[YOUR INSTRUCTIONS]
Below are the entries. Transcribe exactly the lines from the one with "positive clicks: (1139, 746)" through the one with "negative clicks: (1120, 748) (1114, 728)", ends included, and leave out all others.

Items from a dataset
BEGIN

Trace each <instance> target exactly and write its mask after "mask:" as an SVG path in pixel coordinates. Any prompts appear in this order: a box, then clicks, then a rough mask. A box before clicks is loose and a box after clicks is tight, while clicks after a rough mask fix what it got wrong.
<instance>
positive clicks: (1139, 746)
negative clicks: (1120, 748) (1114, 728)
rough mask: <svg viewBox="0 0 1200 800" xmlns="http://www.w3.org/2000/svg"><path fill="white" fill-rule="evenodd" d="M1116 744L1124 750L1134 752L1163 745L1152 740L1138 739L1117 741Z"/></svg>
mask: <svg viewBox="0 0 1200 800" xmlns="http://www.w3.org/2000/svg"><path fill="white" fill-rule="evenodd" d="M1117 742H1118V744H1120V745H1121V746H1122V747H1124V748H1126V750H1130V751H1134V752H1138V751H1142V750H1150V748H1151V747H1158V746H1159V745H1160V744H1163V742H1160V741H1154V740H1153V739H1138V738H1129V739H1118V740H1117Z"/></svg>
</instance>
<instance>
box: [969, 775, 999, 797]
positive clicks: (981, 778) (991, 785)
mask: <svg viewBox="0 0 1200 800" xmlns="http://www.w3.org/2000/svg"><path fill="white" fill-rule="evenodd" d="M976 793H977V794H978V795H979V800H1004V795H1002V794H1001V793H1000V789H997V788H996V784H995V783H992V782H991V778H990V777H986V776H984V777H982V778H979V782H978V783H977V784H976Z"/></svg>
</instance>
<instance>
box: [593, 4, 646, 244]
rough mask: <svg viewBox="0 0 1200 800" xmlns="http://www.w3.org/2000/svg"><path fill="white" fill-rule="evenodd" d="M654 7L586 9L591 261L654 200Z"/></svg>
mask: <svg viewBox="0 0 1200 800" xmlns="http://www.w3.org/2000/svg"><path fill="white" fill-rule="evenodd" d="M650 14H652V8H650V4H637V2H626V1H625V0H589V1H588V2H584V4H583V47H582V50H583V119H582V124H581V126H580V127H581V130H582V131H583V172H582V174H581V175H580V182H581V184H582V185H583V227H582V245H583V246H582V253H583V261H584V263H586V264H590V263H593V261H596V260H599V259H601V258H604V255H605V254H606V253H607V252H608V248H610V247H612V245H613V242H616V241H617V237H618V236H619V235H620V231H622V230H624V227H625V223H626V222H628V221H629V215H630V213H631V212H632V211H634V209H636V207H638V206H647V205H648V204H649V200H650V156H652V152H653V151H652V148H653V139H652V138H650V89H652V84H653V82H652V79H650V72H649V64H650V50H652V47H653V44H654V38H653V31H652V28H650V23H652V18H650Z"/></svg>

END

[RESULT FOR THIS TASK]
positive clicks: (1139, 746)
negative clicks: (1120, 748) (1114, 728)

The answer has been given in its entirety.